Material for the task start

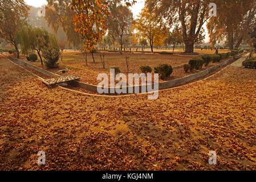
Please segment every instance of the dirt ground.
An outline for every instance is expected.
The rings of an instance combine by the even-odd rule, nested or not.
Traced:
[[[3,59],[0,68],[1,170],[256,169],[255,70],[229,65],[149,101],[49,89]]]
[[[201,50],[200,50],[201,51]],[[100,61],[100,55],[105,56],[105,68],[103,69]],[[55,73],[58,71],[67,68],[71,70],[70,73],[81,78],[81,81],[94,85],[97,85],[99,82],[97,80],[97,77],[100,73],[107,73],[109,76],[109,68],[113,67],[120,68],[121,72],[125,74],[128,77],[127,68],[125,64],[125,57],[129,57],[129,73],[140,73],[140,67],[143,65],[149,65],[154,71],[154,68],[160,64],[170,64],[173,67],[182,65],[188,63],[190,59],[197,57],[198,56],[180,55],[178,54],[160,55],[159,53],[123,53],[120,55],[115,52],[101,52],[94,54],[96,63],[94,63],[91,55],[88,55],[88,66],[86,66],[86,62],[82,54],[79,51],[66,50],[64,51],[63,60],[59,61],[59,68],[58,69],[47,69],[45,66],[42,66],[39,60],[36,62],[29,62],[37,67],[46,69],[49,71]],[[21,59],[27,61],[26,57],[22,56]],[[217,63],[211,63],[209,67],[216,65]],[[202,69],[206,69],[204,67]],[[192,71],[192,72],[185,73],[184,68],[174,69],[171,77],[167,78],[164,81],[173,80],[189,76],[197,73],[198,71]]]

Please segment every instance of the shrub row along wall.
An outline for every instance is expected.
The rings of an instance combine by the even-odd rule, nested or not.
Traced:
[[[12,60],[17,64],[18,64],[19,65],[23,65],[29,68],[34,69],[35,70],[39,72],[41,72],[42,73],[46,75],[50,76],[52,76],[56,75],[54,73],[46,71],[43,69],[36,67],[28,63],[24,62],[19,59],[15,59],[14,60],[12,59]],[[206,76],[208,73],[213,72],[213,71],[216,70],[217,69],[218,69],[220,67],[224,67],[224,66],[228,64],[229,63],[230,63],[231,61],[232,61],[233,60],[234,60],[234,59],[231,58],[230,59],[229,59],[227,60],[226,60],[226,61],[220,63],[220,64],[218,64],[216,66],[214,66],[213,67],[211,67],[210,68],[205,69],[201,72],[199,72],[199,73],[196,73],[196,74],[194,74],[194,75],[190,75],[190,76],[187,76],[185,77],[177,78],[177,79],[175,79],[175,80],[170,80],[170,81],[168,81],[160,82],[159,83],[159,90],[163,90],[163,89],[168,89],[168,88],[174,88],[174,87],[177,86],[178,85],[185,84],[188,83],[193,80],[198,79],[203,76]],[[88,91],[95,92],[95,93],[97,92],[97,86],[96,85],[90,85],[90,84],[81,82],[77,81],[73,81],[72,84],[74,86],[84,88],[85,89],[86,89]],[[152,86],[152,85],[151,85],[151,86]],[[127,90],[128,90],[129,89],[132,88],[133,90],[135,90],[135,89],[139,89],[140,90],[140,93],[141,93],[141,88],[142,88],[141,85],[135,86],[132,86],[132,87],[127,86],[127,87],[126,87],[126,89],[127,89]],[[153,86],[152,86],[152,88],[153,88]],[[110,93],[110,90],[111,90],[111,88],[108,88],[108,90],[109,90],[108,93]],[[147,90],[147,92],[148,92],[148,90]]]

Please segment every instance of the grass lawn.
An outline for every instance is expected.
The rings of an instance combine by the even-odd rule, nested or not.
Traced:
[[[255,70],[229,65],[149,101],[50,89],[0,67],[2,170],[256,170]]]

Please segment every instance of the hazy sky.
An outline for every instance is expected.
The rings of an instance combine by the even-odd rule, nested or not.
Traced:
[[[25,2],[27,4],[35,7],[40,7],[47,3],[46,0],[25,0]],[[131,7],[135,17],[139,15],[144,6],[144,3],[145,0],[138,0],[137,3]]]
[[[27,4],[35,6],[35,7],[40,7],[43,5],[46,5],[47,1],[46,0],[25,0],[25,2]],[[132,10],[132,13],[133,14],[133,16],[135,18],[136,18],[141,11],[141,9],[143,8],[145,4],[145,0],[137,0],[137,3],[135,3],[131,9]],[[206,29],[205,24],[204,27]],[[206,42],[209,41],[208,34],[207,31],[206,31]]]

Material for the task end

**Required work:**
Convert the records above, from the line containing "Please segment every instance of the grass" through the last line, into a JSON list of strings with one string per line. Leave out blank lines.

**Output of the exercise:**
[
  "Please segment every instance of the grass lawn.",
  "An outline for every instance is expected.",
  "The rings of an instance combine by the even-odd rule, nested or not.",
  "Traced:",
  "[[[255,70],[229,65],[149,101],[50,89],[0,67],[2,170],[256,170]]]",
  "Please segment every instance of the hazy sky.",
  "An outline for every instance is expected.",
  "The rings of an instance combine by the even-odd rule, nested or not.",
  "Traced:",
  "[[[25,2],[27,4],[35,7],[40,7],[47,3],[46,0],[25,0]],[[131,7],[135,17],[139,15],[144,6],[144,3],[145,0],[138,0],[137,3]]]",
  "[[[27,4],[35,6],[35,7],[40,7],[43,5],[46,5],[47,1],[46,0],[25,0],[25,2]],[[132,10],[132,13],[133,14],[133,16],[135,18],[136,18],[141,11],[141,9],[143,8],[145,4],[145,0],[137,0],[137,3],[135,3],[131,9]],[[206,29],[205,24],[204,27]],[[206,42],[209,41],[208,34],[207,31],[206,31]]]"
]